#### [EXCERPTED PASSAGE]
####################

The 525-foot skyscraper at 20 Fenchurch Street in London, England earned the nickname “Walkie Talkie” thanks to its unique design. Slim at the bottom and wider at the top, locals could not help noticing its similarities to a handheld, two-way radio. However the Walkie Talkie also has another nickname- Walkie Scorchie.

Construction began on the skyscraper in 2011 amidst controversy surrounding its appearance; it was complete enough for its first tenant to take up residence in May of 2014. Construction finished in August of that same year. However, long before completion, in September of 2013, the director of Moderna Contracts, Martin Lindsay, parked his car across the street from the south side of the Walkie Talkie building. His Jaguar XJ was in a parking space there for an hour or two before he returned to find the plastic mirror, Jaguar emblem, and other parts of his car had been melted by sunlight reflected from the Walkie Talkie.

####################

#### [DATA SECTION]
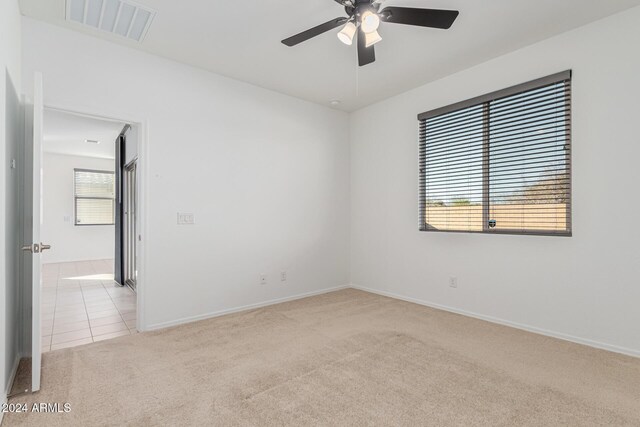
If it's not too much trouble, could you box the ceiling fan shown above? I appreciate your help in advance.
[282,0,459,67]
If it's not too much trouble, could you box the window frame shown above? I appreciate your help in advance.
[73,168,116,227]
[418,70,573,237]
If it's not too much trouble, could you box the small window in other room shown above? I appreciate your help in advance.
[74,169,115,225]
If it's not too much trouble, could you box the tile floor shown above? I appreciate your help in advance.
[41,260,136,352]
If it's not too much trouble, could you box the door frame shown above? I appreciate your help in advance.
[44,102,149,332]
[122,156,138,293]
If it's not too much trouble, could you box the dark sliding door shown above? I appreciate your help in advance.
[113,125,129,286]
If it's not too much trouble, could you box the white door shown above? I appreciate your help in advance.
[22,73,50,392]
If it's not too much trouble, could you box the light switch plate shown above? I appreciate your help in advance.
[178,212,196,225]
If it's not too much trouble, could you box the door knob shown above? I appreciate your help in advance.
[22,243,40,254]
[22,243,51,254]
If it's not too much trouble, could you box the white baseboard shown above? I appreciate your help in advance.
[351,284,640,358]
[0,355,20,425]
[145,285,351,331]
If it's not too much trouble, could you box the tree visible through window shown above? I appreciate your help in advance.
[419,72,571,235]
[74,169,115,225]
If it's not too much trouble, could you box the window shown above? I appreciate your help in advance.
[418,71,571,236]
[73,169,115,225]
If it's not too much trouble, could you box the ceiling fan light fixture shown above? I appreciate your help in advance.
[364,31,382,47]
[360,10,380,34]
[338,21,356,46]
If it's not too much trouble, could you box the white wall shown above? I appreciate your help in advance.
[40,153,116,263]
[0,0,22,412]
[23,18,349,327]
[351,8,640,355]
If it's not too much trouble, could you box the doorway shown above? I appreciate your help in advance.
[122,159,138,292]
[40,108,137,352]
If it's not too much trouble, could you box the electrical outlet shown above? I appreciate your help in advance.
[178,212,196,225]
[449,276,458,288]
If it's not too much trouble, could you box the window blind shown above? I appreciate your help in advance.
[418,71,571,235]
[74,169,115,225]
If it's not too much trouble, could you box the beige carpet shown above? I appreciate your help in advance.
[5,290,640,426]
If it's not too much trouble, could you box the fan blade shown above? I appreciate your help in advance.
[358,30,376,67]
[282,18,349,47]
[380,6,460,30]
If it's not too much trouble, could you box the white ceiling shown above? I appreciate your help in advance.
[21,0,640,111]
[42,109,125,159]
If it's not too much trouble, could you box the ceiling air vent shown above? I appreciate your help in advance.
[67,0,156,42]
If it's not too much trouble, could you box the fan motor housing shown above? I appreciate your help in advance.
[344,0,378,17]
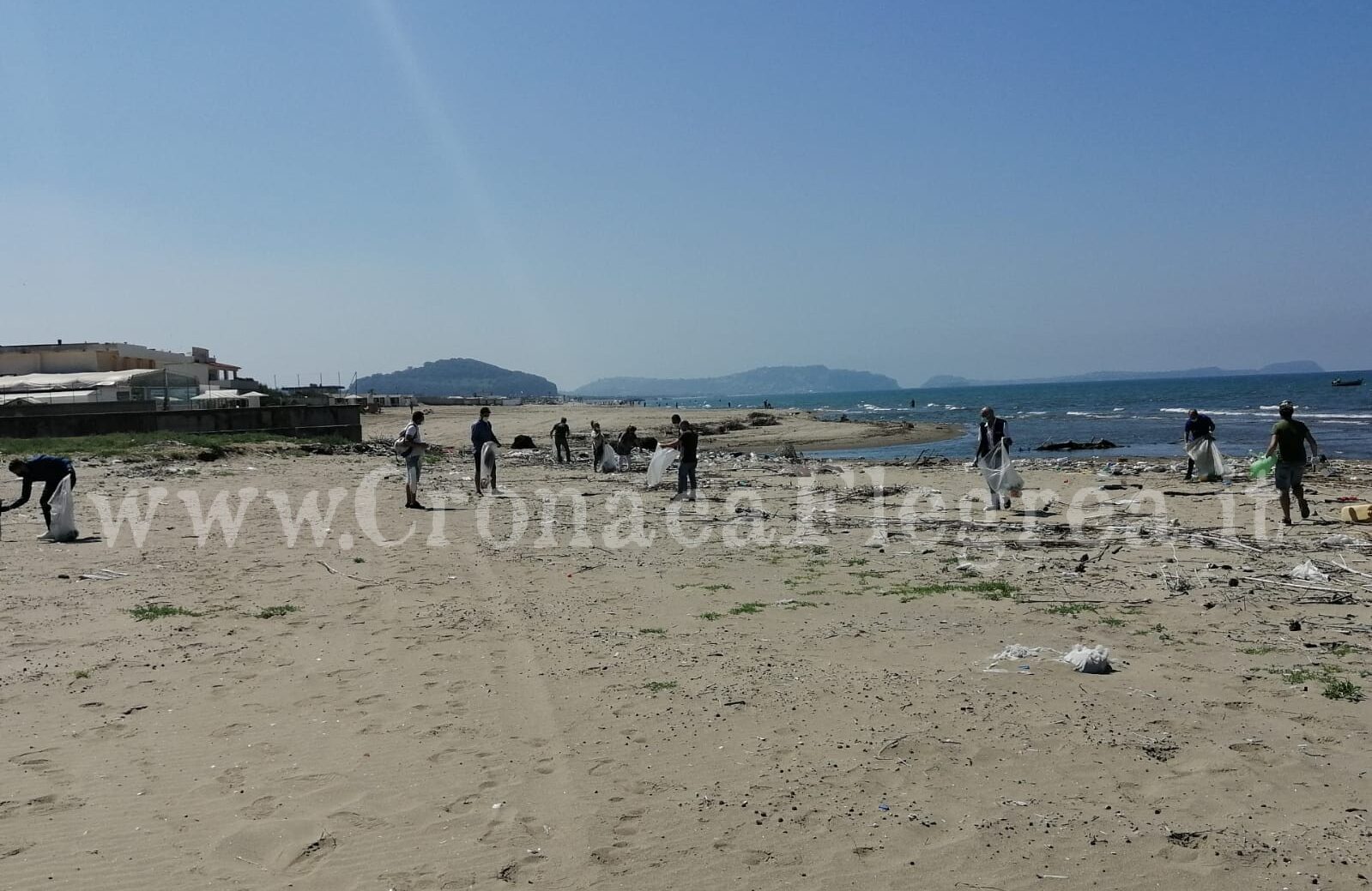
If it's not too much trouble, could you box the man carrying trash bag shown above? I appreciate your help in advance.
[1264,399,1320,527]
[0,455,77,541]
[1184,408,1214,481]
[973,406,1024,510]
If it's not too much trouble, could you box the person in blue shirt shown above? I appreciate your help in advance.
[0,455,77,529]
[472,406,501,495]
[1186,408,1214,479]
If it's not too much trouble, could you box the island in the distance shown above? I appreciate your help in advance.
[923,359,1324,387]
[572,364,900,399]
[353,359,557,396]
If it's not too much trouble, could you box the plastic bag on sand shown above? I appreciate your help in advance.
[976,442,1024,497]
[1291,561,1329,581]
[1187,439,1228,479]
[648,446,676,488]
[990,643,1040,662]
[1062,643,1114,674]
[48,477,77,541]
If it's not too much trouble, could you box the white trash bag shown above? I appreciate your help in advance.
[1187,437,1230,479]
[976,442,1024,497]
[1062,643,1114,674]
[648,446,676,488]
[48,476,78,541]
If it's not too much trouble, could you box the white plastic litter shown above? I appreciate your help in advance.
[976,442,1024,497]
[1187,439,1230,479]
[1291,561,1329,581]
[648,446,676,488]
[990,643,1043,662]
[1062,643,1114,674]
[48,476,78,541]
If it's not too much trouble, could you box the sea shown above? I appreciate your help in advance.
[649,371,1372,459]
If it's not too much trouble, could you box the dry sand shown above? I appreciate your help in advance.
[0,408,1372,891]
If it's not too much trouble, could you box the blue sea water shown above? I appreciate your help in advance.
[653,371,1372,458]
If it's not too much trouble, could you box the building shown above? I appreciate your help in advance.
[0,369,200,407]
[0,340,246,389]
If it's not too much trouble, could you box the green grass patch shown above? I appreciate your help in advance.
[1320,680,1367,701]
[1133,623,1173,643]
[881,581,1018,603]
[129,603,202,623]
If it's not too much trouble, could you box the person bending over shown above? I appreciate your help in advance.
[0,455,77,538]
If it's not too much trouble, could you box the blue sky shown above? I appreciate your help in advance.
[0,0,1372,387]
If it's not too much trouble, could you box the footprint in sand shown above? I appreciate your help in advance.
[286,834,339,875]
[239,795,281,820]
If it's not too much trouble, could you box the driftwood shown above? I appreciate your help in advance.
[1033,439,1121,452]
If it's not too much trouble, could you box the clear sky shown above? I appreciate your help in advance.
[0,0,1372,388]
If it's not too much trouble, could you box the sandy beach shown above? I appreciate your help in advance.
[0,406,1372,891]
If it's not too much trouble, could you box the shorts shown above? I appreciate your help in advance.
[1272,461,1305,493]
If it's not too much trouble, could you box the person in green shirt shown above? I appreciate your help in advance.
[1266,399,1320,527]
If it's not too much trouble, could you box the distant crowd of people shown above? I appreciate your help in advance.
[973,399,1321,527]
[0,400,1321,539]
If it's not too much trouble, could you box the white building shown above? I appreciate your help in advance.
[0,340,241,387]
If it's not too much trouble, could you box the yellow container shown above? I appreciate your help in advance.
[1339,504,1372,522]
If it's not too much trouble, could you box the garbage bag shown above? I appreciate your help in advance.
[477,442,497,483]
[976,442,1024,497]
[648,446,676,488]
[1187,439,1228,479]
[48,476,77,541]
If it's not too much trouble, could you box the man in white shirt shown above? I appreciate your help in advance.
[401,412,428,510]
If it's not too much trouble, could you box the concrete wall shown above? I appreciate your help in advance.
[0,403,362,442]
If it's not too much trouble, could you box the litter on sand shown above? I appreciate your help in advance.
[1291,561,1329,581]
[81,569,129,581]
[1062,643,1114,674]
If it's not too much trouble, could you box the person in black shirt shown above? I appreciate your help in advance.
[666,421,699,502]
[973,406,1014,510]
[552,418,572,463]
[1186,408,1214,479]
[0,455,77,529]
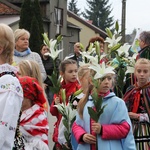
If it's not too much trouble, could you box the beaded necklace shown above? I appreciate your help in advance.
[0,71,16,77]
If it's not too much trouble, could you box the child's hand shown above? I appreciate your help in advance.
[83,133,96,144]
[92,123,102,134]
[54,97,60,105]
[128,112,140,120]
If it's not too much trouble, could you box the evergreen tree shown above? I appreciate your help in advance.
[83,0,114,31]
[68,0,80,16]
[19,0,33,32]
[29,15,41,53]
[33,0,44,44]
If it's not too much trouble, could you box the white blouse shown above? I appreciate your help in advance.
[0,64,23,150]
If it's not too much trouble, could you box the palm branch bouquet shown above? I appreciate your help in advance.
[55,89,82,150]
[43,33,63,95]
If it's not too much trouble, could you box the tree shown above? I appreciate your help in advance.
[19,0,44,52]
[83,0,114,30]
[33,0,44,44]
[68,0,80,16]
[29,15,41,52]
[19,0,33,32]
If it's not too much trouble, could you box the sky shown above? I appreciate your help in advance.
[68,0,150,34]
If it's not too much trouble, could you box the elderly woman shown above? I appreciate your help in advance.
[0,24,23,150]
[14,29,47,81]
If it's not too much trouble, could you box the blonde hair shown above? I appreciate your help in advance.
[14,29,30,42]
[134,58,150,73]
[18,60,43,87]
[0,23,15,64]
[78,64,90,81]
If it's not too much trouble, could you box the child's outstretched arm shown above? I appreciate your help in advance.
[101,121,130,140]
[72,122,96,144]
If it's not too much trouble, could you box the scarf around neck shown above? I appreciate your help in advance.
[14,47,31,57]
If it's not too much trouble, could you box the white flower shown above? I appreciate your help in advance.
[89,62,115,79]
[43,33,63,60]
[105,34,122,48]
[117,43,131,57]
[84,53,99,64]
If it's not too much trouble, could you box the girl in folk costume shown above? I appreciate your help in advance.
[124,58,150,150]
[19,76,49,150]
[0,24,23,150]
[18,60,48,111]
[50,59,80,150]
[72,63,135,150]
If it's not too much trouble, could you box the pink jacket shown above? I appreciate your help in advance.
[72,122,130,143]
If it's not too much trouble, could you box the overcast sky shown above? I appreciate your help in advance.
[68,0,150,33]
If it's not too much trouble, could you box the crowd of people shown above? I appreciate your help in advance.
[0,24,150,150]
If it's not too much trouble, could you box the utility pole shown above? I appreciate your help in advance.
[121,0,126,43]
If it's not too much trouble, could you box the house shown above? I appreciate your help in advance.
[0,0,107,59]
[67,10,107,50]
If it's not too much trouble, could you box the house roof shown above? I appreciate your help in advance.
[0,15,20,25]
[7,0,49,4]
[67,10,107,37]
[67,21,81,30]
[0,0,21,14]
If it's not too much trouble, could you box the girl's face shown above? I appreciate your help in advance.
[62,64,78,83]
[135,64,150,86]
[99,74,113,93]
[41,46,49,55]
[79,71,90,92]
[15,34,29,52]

####################

#### [TASK TO COMPLETE]
Write a continuation of the passage about the Walkie Talkie skyscraper at 20 Fenchurch Street, beginning after its final sentence.

#### [TASK ANSWER]
Lindasy told the BBC about his experience returning to his car that day : “I was walking down the road and saw a photographer taking photos and asked, ‘what’s happening?’ The photographer asked me ‘have you seen that car? The owner won’t be happy.’ I said ‘I am the owner. Crikey, that’s awful.’”

Fortunately for Lindsay, the construction company owned up to the damage and left a note on his windshield asking for him to give them a call.  They paid for the repairs, costing £946, or about $1,400. But Lindsay’s luxury Jaguar was not the only casualty of the Walkie Talkie’s so-called ‘death ray.’ A van owned by heating and air conditioning engineer Eddie Cannon received similar treatment. He stated of the inside of his van“… every bit of plastic on the left hand side and everything on the dashboard has melted, including a bottle… that looks like it has been baked.”

Certain businesses on the southern side of the skyscraper also sustained heat damage, including cracked tiles and singed carpets. One business owner even fried an egg and toasted a baguette in the light from the building.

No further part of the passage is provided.